[YOUR TASK]:
Please list every disease that the vaccine article below names as one that children or adults receive vaccines or shots against.

[READING PASSAGE]:
######

As children begin the new school year, and amid the largest measles outbreak in the U.S. in almost 20 years, the number of vaccine-hesitant families has grown so much that the World Health Organization has named vaccine hesitancy a global health threat.
Concerns among parents resulting in them not vaccinating their children against measles, whooping cough and other diseases are ill-founded, and put kids at risk of serious health problems and complications that can result in death, experts said. One misconception about vaccinations is that they may cause children to develop autism.
“False claims about vaccine side effects, particularly by online activists, have made some parents concerned about a link between autism and immunizations,” said Dr. Margaret M. Khoury, a pediatric infectious disease specialist with Kaiser Permanente Southern California. “Such claims are absolutely not true, as numerous studies have found no link between vaccines and autism. In fact, most side effects from vaccines are minor, if they occur at all.”
----- HOW VACCINES WORK
When a child gets a vaccine, he or she receives a tiny amount of a weakened or dead form of the organism that causes the disease, Dr. Khoury explained. This amount is not enough to give the child the actual disease. But, it’s enough to cause the immune system to make antibodies that can recognize and attack the organism if you’re ever exposed to it.
Immunizations not only save the child’s life, they also protect the child’s family.
“Vaccinations are the best way to help protect you, your child, and loved ones from certain infectious diseases,” Dr. Khoury explained. “They help reduce the spread of disease to others, and they prevent epidemics.”
----- WHEN IMMUNIZATIONS SHOULD BEGIN
Immunizations typically start right after birth, and many are given throughout a baby's first 23 months, according to Kaiser Permanente. Booster shots (the later doses of any vaccines that need to be repeated over time) occur throughout life.
Fewer immunizations are needed after age 6. However, older children and teens need shots, too, such as those for bacterial meningitis, tetanus, diphtheria, and whooping cough. Some shots — such as tetanus, shingles, or flu shots — are also given during adulthood.
“Vaccines are safe, and they can save your child’s life,” Dr. Khoury stressed. “When it comes to vaccinating your child, it’s important to separate fact from fiction. If you have any concerns, please make sure to discuss them with your doctor.”

######

[MATERIAL PROVIDED]:
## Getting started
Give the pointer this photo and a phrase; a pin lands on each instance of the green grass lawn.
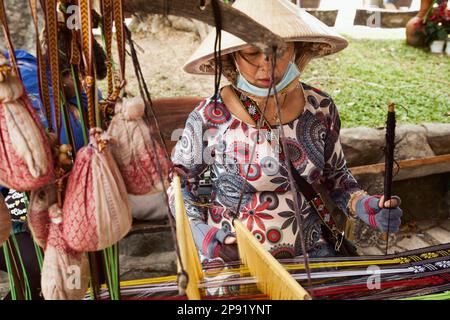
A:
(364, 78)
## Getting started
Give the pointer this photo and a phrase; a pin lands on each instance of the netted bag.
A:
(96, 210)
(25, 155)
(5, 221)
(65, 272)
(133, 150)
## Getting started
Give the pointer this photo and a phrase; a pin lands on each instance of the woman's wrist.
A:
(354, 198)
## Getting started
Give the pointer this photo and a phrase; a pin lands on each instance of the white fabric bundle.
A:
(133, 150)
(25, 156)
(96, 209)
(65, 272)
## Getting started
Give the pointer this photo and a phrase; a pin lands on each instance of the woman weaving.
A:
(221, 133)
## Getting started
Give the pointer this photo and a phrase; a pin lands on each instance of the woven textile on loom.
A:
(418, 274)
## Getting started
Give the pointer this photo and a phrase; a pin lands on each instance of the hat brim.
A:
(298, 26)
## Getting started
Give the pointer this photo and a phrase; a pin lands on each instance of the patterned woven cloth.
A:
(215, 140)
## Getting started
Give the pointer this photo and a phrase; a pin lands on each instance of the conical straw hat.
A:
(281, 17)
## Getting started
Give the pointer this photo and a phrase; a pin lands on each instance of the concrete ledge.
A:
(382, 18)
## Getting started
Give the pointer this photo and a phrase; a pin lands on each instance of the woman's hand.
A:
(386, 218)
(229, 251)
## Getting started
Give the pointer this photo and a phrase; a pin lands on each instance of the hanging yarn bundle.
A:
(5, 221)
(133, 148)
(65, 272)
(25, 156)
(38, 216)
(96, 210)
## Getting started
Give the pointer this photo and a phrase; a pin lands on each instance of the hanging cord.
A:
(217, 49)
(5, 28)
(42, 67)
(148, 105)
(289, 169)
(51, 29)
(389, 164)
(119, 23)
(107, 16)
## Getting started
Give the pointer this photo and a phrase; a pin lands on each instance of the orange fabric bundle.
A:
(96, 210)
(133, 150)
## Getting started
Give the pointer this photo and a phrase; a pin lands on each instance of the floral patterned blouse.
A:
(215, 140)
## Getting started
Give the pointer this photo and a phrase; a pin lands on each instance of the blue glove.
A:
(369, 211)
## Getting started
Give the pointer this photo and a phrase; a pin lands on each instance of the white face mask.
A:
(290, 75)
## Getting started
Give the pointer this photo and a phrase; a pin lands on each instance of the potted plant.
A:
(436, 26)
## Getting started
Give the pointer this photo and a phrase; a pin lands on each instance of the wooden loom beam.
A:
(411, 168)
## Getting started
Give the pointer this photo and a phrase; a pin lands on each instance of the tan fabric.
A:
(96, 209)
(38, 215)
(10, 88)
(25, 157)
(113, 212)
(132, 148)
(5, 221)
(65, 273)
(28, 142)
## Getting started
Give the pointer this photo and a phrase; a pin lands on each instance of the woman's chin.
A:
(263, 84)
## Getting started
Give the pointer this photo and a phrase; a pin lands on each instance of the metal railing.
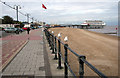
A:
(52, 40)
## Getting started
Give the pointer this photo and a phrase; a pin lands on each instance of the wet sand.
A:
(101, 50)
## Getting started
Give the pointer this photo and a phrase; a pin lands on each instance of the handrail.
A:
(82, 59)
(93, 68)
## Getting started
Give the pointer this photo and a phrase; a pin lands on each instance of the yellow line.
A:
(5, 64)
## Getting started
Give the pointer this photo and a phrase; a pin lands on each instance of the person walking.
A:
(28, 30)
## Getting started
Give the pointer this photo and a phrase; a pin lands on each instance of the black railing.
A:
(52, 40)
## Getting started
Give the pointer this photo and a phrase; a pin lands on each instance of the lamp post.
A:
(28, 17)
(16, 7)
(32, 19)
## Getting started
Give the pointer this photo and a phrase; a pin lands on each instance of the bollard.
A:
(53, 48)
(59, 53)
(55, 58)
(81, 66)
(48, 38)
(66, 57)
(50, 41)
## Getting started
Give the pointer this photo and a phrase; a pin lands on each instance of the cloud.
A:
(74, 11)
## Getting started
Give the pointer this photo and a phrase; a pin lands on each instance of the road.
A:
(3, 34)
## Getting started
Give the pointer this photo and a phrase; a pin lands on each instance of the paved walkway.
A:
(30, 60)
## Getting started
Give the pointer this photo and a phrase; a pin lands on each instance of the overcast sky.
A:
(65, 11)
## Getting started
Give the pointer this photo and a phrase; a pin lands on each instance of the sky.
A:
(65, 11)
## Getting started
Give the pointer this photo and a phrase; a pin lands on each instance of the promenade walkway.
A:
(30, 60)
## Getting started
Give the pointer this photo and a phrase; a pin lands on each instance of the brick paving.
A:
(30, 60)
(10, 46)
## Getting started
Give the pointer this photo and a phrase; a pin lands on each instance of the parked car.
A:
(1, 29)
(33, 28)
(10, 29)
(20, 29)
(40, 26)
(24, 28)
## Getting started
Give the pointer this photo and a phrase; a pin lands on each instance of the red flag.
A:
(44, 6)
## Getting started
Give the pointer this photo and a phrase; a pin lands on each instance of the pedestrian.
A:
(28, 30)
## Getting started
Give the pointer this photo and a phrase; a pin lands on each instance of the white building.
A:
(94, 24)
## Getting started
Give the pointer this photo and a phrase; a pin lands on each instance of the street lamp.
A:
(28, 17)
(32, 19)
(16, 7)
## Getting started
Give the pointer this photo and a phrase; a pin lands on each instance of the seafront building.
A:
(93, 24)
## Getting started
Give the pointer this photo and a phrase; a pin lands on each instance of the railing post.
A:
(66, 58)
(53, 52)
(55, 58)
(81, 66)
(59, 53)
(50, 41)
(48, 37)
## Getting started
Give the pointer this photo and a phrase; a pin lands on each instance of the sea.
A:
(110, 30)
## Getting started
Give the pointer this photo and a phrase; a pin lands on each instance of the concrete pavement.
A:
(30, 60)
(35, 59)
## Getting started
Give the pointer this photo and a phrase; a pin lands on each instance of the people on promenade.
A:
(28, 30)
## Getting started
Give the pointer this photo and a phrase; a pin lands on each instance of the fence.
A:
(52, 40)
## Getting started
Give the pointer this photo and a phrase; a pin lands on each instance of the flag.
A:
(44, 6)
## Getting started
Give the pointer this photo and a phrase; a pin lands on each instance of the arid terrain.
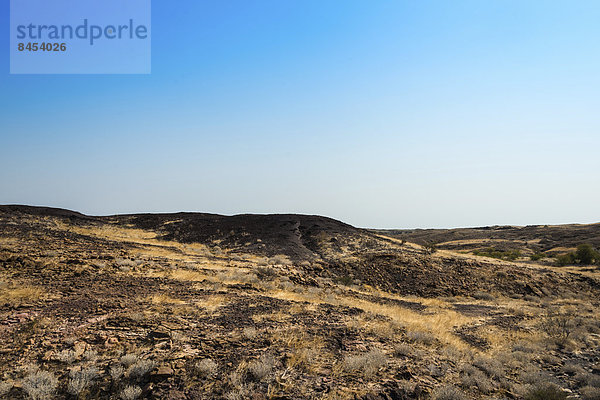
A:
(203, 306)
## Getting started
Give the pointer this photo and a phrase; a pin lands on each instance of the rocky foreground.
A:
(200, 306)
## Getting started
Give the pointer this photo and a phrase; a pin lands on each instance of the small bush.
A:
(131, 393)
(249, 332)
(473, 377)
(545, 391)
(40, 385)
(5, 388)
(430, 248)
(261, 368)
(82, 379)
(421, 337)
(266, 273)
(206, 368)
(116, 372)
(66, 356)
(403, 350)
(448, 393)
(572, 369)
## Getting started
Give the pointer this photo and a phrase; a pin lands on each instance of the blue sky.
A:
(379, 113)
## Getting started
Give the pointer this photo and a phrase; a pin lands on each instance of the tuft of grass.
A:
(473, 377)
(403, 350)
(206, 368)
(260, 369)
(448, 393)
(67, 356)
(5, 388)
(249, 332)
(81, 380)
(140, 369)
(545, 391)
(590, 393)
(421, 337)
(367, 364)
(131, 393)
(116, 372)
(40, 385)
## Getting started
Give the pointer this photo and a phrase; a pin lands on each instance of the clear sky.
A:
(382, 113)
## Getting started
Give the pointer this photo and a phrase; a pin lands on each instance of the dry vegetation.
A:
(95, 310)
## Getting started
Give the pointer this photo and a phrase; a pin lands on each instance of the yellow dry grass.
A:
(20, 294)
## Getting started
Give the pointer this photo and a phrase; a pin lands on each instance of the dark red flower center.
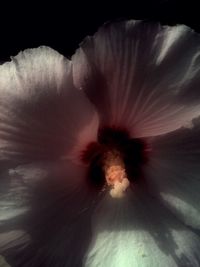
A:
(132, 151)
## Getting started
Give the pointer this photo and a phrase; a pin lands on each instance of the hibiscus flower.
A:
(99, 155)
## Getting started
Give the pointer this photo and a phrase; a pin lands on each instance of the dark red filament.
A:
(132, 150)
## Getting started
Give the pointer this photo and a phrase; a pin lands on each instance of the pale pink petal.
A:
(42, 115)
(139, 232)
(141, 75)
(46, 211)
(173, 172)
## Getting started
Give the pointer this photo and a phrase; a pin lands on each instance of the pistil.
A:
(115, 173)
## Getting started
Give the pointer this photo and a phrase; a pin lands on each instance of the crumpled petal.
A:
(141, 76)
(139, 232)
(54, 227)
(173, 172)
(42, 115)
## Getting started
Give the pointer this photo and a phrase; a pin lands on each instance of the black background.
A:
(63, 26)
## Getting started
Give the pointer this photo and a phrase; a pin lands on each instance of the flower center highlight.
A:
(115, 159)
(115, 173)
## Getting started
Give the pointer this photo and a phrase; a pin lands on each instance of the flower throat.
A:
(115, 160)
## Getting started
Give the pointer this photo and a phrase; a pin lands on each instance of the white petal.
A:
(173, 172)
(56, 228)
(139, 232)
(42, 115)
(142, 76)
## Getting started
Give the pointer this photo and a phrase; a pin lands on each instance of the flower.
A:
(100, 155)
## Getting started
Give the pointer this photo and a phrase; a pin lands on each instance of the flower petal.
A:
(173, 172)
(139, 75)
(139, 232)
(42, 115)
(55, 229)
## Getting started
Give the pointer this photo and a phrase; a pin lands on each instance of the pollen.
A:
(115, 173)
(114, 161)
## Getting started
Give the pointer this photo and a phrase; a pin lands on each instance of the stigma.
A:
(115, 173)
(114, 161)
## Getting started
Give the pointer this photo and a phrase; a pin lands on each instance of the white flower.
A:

######

[EXPECTED ANSWER]:
- Measles
- Whooping cough
- Bacterial meningitis
- Tetanus
- Diphtheria
- Shingles
- Flu